About this task: Each line from the one containing "Return boxes for curly dark hair." through the final line below must be reproduced exactly, and no others.

Data provided:
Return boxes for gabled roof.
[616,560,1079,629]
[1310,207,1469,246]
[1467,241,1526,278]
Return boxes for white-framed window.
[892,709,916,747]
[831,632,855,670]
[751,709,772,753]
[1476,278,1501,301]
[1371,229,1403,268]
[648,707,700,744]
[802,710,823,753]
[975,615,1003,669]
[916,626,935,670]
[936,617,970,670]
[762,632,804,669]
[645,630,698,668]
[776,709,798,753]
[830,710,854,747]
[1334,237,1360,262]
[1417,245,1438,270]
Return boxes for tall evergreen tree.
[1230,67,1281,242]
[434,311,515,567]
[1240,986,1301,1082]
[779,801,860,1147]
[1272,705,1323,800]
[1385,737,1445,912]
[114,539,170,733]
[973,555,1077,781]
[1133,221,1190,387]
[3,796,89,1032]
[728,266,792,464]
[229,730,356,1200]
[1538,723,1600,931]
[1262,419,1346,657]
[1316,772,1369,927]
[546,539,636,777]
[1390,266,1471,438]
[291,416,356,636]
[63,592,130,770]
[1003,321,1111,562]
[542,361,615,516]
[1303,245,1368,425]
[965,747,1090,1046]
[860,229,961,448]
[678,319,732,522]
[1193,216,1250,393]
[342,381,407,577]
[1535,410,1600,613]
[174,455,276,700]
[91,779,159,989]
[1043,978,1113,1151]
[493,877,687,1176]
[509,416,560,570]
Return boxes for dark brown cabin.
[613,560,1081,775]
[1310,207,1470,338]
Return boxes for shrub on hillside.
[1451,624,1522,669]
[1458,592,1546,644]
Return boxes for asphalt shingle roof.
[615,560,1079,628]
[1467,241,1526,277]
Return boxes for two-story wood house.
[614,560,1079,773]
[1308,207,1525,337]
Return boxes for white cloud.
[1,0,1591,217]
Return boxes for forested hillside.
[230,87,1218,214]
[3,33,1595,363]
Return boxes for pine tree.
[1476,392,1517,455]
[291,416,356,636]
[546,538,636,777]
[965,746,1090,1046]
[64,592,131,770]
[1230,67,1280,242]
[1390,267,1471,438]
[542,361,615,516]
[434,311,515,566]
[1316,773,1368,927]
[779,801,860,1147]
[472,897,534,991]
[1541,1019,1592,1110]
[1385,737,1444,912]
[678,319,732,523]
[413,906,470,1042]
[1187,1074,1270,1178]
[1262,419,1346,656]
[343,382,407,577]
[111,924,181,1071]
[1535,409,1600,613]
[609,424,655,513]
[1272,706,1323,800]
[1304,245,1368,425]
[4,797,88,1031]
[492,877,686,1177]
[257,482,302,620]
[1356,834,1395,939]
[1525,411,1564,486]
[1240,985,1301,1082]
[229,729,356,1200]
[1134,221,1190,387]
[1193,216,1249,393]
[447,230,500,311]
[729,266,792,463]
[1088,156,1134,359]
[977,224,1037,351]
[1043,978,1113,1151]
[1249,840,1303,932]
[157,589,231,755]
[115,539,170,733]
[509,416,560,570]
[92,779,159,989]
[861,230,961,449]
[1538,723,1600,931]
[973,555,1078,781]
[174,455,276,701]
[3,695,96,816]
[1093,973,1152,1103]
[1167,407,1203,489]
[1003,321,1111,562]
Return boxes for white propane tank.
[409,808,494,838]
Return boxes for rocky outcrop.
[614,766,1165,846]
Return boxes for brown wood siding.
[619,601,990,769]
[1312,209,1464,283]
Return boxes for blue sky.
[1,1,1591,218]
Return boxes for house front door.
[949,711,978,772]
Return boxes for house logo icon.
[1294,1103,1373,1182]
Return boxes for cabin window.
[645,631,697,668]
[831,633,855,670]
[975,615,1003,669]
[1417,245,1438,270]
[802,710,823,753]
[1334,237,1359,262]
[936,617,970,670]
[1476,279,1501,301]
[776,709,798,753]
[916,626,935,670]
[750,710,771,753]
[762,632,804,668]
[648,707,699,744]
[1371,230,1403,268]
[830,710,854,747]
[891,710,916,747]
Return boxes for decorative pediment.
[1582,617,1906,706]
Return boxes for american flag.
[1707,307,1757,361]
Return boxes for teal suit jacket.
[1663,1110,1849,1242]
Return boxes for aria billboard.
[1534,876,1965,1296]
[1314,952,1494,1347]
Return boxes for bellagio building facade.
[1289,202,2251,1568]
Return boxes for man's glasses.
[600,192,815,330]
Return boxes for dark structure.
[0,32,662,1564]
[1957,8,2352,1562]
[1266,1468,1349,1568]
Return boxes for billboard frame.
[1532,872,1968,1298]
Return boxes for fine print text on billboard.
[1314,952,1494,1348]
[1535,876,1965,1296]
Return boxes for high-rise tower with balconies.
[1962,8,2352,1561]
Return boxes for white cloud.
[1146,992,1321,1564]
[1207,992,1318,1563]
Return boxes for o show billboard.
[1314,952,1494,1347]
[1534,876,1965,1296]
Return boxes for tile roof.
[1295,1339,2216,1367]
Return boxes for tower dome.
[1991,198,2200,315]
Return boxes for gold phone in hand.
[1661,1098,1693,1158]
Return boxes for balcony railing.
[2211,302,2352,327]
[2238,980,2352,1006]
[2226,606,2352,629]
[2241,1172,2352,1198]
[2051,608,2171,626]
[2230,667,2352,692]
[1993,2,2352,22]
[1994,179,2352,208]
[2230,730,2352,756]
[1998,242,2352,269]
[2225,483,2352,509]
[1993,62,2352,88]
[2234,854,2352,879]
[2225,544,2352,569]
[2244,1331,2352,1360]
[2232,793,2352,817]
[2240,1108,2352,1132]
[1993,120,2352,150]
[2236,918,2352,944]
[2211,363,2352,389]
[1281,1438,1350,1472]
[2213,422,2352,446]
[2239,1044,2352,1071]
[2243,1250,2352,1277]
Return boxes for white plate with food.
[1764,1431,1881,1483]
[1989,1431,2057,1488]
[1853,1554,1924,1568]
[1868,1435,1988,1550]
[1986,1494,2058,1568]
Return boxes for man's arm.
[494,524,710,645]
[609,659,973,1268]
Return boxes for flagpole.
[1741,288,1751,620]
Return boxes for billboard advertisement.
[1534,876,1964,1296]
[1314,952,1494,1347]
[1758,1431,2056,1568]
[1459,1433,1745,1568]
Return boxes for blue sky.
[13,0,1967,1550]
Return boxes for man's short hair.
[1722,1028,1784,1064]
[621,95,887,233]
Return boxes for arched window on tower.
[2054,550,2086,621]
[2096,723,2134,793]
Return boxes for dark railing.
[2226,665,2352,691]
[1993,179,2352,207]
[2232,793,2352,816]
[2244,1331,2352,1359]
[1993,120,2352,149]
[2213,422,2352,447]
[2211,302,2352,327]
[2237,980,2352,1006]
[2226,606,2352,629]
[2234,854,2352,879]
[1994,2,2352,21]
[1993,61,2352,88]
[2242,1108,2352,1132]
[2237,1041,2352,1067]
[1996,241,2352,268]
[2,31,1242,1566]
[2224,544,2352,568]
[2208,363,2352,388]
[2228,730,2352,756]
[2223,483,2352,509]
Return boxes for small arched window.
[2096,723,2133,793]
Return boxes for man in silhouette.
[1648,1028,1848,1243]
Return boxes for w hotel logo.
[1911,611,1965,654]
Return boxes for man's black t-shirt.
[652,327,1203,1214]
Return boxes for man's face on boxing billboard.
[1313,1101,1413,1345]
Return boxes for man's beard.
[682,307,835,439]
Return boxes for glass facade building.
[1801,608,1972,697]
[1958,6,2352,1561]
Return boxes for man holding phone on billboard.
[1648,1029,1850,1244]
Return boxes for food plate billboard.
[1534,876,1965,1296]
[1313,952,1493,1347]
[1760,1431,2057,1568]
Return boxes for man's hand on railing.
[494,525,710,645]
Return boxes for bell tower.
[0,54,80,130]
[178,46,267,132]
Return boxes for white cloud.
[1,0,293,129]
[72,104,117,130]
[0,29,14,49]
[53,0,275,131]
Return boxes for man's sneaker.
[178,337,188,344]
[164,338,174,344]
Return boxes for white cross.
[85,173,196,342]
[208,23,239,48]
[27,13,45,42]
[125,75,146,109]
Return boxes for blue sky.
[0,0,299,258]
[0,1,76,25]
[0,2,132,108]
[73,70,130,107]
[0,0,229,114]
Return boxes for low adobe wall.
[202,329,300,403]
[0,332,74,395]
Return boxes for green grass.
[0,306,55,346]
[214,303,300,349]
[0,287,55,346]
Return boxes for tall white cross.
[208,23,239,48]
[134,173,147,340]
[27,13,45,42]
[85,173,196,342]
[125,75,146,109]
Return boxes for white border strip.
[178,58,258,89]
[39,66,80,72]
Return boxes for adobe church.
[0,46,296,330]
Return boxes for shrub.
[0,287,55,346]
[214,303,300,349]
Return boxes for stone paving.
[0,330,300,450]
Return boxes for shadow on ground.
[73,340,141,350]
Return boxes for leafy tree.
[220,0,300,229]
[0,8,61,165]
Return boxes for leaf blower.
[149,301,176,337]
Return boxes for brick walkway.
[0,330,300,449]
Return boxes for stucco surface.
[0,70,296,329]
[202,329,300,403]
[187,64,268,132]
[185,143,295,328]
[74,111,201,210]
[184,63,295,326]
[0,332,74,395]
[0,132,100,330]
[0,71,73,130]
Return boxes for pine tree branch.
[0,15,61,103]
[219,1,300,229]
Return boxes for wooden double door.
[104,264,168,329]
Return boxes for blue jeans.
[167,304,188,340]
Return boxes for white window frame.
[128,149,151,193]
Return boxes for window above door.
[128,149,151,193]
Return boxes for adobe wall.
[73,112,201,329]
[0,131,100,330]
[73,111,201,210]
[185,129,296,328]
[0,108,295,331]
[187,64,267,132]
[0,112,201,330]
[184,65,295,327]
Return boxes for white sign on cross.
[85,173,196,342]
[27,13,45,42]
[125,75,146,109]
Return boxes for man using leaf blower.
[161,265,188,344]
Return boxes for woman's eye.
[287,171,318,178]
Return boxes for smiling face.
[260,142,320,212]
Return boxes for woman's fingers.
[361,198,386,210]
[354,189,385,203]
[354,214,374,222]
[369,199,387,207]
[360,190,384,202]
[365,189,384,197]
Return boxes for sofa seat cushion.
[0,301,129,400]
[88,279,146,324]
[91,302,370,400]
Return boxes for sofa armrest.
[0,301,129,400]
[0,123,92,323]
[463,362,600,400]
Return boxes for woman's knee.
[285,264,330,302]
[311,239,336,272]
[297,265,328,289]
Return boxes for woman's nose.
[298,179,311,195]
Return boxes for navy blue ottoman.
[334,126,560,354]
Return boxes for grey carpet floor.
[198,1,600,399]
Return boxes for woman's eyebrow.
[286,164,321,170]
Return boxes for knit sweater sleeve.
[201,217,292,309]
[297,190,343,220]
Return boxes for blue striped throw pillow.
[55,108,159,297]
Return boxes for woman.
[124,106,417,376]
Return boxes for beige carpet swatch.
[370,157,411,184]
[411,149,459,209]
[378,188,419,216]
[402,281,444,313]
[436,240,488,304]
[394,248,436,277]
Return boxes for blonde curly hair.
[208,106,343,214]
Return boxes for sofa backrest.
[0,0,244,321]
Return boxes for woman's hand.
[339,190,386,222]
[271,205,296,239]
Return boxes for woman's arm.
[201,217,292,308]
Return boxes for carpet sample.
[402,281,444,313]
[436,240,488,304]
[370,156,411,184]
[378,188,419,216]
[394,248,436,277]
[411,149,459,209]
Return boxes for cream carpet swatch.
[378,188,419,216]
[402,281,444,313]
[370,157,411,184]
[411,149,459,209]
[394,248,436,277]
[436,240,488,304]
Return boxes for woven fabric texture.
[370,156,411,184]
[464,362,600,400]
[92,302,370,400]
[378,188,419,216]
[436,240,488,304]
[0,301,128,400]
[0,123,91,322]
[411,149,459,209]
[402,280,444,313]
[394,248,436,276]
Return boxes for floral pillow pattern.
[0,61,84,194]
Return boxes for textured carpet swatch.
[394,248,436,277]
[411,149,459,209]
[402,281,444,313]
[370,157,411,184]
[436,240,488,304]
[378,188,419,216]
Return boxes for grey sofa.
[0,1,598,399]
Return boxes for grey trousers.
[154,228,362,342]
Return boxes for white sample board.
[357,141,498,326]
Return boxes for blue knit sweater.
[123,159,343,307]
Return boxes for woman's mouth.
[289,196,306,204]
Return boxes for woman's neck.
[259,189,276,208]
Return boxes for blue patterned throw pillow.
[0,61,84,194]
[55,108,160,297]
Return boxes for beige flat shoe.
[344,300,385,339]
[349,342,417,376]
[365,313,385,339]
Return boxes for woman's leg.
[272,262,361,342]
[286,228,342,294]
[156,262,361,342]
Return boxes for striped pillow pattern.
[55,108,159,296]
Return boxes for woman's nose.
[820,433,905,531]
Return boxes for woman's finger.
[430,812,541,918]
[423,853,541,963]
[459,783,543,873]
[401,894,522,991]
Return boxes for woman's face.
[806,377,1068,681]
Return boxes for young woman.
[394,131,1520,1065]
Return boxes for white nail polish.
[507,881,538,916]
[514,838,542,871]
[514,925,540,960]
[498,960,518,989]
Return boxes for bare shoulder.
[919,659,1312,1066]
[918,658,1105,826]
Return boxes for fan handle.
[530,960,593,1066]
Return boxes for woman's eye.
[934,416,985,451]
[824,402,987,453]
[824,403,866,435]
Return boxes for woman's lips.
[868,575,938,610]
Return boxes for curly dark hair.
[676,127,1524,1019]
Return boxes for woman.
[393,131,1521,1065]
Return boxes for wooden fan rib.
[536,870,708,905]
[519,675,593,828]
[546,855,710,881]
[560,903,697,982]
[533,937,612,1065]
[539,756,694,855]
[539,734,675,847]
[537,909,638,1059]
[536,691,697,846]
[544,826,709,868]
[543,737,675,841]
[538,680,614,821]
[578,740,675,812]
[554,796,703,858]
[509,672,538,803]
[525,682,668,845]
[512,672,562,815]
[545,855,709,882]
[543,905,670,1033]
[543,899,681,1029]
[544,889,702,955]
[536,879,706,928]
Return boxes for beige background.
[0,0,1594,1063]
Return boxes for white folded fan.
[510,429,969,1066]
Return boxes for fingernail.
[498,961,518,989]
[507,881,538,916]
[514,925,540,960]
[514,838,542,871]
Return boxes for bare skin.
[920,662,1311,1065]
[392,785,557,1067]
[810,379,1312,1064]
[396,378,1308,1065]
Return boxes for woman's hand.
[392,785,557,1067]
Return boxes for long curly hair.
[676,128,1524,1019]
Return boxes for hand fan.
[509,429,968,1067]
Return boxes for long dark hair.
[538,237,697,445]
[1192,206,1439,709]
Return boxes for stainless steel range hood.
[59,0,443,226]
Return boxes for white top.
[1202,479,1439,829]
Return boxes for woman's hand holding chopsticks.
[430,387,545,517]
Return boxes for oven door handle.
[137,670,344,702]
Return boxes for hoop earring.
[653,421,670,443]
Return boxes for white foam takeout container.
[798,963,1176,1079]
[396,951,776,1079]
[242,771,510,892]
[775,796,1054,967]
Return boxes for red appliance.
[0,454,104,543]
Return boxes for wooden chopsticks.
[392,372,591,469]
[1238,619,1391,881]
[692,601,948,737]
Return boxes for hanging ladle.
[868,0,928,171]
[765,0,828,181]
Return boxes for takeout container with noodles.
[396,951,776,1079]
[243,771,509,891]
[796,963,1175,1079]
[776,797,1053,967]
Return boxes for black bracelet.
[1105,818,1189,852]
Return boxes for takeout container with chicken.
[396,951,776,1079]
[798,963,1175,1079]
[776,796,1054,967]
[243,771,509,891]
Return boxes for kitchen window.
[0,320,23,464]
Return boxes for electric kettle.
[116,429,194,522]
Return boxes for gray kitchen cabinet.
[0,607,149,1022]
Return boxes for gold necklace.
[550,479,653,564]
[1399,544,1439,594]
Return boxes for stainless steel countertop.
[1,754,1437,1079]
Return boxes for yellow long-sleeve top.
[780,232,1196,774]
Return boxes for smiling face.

Output of the exercise:
Return boxes for curly dark hair.
[676,127,1524,1019]
Return boxes for woman.
[393,131,1521,1065]
Return boxes for wooden fan rib.
[536,870,708,905]
[519,675,593,828]
[546,855,710,881]
[560,903,697,982]
[533,937,612,1065]
[539,756,694,855]
[539,734,675,847]
[537,909,638,1059]
[536,691,697,846]
[544,826,709,868]
[543,737,675,841]
[538,680,614,821]
[578,740,675,812]
[554,796,703,858]
[509,672,538,803]
[525,682,668,845]
[512,672,562,815]
[545,855,709,882]
[543,905,670,1033]
[543,899,681,1029]
[544,889,702,955]
[536,879,706,928]
Return boxes for beige background.
[0,0,1594,1063]
Return boxes for white folded fan.
[510,429,969,1066]
Return boxes for fingernail.
[498,961,518,989]
[507,881,538,916]
[514,925,540,960]
[514,838,542,871]
Return boxes for bare skin.
[920,662,1311,1065]
[392,785,557,1067]
[810,379,1312,1064]
[396,378,1308,1065]
Return boxes for woman's hand.
[392,785,557,1067]
Return boxes for long curly hair.
[676,128,1524,1019]
Return boxes for hand fan.
[509,429,968,1067]
Return boxes for long dark hair.
[538,237,697,445]
[1192,206,1439,709]
Return boxes for stainless steel range hood.
[59,0,443,226]
Return boxes for white top.
[1202,479,1439,829]
Return boxes for woman's hand holding chopsticks.
[430,387,545,517]
Return boxes for oven door handle.
[137,670,344,702]
Return boxes for hoop earring.
[653,421,670,443]
Return boxes for white foam takeout container.
[798,963,1176,1079]
[396,951,776,1079]
[242,771,510,892]
[775,796,1054,967]
Return boxes for red appliance.
[0,454,104,543]
Return boxes for wooden chopsticks.
[392,372,591,469]
[1238,619,1391,881]
[692,601,948,737]
Return boxes for hanging ladle.
[868,0,928,171]
[765,0,828,181]
Return boxes for takeout container with noodles.
[396,951,776,1079]
[243,771,509,891]
[796,963,1175,1079]
[776,797,1053,967]
Return boxes for black bracelet.
[1105,818,1189,852]
Return boxes for takeout container with chicken.
[396,951,776,1079]
[798,963,1175,1079]
[776,796,1054,967]
[243,771,509,891]
Return boxes for kitchen window.
[0,320,23,464]
Return boxes for electric kettle.
[116,429,194,522]
Return boxes for gray kitchen cabinet.
[0,607,149,1022]
Return boxes for gold necklace.
[550,479,653,564]
[1399,544,1439,594]
Return boxes for stainless steel countertop.
[1,754,1437,1079]
Return boxes for yellow long-sleeve top.
[780,232,1196,774]
Return boxes for smiling face.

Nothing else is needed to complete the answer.